Start of DATA FOR THIS EXERCISE

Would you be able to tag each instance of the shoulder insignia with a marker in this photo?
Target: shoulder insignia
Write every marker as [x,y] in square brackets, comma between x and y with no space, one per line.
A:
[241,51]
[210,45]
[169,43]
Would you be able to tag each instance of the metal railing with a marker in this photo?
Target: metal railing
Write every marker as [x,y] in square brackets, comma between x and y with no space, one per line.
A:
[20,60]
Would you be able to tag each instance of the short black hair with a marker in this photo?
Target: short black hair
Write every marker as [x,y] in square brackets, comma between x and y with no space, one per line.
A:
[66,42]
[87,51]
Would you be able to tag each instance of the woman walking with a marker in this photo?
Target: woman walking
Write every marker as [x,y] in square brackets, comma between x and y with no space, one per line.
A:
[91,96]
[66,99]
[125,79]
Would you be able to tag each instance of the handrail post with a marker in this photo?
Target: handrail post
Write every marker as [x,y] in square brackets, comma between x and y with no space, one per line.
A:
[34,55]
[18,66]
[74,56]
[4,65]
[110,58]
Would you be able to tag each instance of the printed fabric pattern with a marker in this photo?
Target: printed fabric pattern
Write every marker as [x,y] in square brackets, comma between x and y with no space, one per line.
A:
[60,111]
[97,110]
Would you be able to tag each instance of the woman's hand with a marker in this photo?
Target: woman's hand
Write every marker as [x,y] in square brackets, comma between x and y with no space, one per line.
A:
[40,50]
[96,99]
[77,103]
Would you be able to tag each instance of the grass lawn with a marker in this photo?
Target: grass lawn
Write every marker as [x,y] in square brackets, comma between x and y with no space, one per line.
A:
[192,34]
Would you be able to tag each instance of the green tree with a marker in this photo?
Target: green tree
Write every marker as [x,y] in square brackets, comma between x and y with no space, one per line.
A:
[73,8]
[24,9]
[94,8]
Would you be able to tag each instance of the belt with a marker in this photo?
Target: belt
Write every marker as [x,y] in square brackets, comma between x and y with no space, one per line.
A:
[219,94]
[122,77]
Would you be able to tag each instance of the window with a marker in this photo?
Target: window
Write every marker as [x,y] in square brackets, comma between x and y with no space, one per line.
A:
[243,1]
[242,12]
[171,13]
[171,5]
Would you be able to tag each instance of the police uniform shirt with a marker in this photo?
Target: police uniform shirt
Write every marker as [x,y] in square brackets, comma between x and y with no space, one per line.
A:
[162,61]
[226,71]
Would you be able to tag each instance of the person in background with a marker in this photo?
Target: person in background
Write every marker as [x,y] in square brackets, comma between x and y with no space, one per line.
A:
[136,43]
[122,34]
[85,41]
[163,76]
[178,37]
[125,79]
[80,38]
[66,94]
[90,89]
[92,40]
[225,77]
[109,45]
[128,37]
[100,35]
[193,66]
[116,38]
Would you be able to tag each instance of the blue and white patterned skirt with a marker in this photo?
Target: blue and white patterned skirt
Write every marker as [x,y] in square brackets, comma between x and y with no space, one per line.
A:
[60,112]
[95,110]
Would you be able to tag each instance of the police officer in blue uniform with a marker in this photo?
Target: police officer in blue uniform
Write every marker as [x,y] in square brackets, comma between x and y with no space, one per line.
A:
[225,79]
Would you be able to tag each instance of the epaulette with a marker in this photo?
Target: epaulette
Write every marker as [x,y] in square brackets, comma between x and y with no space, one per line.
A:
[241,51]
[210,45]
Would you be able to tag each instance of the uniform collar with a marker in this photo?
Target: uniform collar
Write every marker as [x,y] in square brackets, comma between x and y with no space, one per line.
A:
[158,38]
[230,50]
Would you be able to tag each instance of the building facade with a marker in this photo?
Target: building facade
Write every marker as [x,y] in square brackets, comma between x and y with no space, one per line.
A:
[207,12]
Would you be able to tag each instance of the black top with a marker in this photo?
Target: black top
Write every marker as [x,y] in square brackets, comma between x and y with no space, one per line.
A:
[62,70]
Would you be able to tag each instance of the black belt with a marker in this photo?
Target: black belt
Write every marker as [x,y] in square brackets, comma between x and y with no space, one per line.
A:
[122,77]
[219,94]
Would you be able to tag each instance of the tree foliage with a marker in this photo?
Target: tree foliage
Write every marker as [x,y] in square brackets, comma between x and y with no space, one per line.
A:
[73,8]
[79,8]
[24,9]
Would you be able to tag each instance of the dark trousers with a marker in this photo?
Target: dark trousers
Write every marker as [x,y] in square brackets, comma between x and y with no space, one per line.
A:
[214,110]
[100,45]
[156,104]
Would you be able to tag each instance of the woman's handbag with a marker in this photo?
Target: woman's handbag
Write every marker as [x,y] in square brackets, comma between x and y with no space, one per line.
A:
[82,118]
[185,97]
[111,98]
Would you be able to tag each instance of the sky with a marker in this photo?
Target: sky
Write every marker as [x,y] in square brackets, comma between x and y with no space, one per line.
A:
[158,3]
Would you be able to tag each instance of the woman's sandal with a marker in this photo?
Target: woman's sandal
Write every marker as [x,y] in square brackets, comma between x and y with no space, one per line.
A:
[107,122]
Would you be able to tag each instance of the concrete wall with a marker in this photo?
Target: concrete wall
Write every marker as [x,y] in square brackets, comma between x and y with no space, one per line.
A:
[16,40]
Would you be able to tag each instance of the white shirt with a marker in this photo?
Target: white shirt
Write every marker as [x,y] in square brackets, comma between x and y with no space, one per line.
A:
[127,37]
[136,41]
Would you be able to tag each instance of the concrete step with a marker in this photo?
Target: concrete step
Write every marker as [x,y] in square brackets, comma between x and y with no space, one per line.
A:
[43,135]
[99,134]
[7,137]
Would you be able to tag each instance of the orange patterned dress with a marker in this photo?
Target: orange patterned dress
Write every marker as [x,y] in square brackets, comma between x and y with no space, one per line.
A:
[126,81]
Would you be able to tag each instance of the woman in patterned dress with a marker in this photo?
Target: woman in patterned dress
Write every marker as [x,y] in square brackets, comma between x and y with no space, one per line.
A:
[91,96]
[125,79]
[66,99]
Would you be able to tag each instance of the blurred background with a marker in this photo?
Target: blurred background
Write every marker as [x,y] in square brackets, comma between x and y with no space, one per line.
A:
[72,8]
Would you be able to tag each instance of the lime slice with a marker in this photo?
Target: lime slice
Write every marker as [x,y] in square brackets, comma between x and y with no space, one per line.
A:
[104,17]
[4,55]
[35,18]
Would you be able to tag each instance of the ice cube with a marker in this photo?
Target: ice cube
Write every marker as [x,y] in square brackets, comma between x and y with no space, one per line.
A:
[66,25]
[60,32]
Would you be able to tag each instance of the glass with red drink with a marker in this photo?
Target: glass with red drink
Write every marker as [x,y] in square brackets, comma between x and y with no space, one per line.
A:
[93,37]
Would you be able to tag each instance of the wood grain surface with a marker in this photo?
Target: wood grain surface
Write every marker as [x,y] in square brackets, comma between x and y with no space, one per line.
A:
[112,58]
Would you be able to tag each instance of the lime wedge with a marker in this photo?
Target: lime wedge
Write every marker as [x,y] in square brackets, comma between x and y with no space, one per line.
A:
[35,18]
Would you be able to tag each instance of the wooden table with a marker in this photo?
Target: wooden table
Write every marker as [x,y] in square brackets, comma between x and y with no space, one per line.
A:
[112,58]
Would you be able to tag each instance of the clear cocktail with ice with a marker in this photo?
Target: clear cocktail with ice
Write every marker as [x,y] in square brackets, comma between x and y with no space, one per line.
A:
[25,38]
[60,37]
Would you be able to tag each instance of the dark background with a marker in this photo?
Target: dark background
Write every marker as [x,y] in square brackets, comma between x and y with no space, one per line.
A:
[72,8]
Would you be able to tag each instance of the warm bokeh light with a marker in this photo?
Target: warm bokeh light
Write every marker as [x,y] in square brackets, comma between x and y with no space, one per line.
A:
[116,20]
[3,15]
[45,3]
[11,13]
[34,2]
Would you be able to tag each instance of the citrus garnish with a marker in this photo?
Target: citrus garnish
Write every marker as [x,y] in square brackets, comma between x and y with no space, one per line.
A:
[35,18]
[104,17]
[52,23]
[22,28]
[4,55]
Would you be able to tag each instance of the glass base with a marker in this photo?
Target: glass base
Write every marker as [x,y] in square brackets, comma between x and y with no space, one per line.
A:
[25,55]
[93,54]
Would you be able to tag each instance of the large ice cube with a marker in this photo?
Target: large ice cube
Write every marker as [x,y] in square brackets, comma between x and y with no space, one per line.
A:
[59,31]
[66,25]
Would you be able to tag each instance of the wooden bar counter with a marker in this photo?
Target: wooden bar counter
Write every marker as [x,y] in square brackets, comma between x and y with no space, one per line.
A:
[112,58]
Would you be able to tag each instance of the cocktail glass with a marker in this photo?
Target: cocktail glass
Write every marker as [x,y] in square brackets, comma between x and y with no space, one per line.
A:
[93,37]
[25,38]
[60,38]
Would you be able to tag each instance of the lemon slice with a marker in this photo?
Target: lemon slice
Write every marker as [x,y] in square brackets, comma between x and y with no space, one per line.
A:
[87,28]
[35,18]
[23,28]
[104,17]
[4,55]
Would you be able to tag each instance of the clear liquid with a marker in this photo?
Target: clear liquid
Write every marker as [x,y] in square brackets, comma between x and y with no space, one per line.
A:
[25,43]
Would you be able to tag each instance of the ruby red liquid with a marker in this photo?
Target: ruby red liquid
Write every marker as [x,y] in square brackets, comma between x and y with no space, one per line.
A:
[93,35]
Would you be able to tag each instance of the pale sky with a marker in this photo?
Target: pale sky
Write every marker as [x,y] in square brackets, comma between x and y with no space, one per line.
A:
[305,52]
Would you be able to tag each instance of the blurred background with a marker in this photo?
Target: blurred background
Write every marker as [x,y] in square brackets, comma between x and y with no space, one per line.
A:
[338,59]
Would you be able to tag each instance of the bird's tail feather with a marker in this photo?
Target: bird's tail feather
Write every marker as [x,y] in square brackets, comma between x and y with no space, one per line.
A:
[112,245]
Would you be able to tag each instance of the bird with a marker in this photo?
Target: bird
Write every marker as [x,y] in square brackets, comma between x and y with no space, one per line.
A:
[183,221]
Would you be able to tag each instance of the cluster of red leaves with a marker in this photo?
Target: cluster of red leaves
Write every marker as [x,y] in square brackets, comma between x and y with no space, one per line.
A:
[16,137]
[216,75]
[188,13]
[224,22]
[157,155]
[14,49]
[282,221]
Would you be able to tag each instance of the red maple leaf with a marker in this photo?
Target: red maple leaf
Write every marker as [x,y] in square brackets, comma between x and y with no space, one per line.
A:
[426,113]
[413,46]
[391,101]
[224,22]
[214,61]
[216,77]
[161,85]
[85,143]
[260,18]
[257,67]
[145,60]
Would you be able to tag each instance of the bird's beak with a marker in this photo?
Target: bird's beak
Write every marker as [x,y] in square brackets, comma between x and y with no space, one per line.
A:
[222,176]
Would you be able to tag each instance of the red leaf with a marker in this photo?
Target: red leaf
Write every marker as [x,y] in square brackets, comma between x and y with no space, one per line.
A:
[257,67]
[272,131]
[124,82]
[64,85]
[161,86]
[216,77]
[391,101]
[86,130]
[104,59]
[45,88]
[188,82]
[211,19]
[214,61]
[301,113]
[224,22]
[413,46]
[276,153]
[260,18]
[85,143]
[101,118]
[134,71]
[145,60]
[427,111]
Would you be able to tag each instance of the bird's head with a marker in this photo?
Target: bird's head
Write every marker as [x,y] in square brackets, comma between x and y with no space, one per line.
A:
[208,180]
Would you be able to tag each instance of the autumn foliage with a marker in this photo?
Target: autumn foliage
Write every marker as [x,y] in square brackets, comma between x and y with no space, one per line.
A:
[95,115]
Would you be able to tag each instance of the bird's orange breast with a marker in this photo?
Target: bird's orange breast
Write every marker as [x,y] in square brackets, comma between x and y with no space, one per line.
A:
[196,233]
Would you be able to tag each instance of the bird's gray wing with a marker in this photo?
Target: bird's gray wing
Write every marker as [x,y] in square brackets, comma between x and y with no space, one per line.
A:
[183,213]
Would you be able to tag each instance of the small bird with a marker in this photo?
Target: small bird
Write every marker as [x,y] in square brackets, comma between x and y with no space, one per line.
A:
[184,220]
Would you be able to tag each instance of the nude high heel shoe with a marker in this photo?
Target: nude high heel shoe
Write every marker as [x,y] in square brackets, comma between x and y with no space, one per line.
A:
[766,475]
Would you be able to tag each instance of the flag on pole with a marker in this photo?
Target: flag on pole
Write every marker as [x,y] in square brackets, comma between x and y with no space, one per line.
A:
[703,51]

End of DATA FOR THIS EXERCISE

[EXERCISE INSTRUCTIONS]: Pull every line containing "ruby" out of the records.

[RESULT OF THIS EXERCISE]:
Would you be able to tag each instance of the ruby red liquid with a marker in this photo?
Target: ruby red liquid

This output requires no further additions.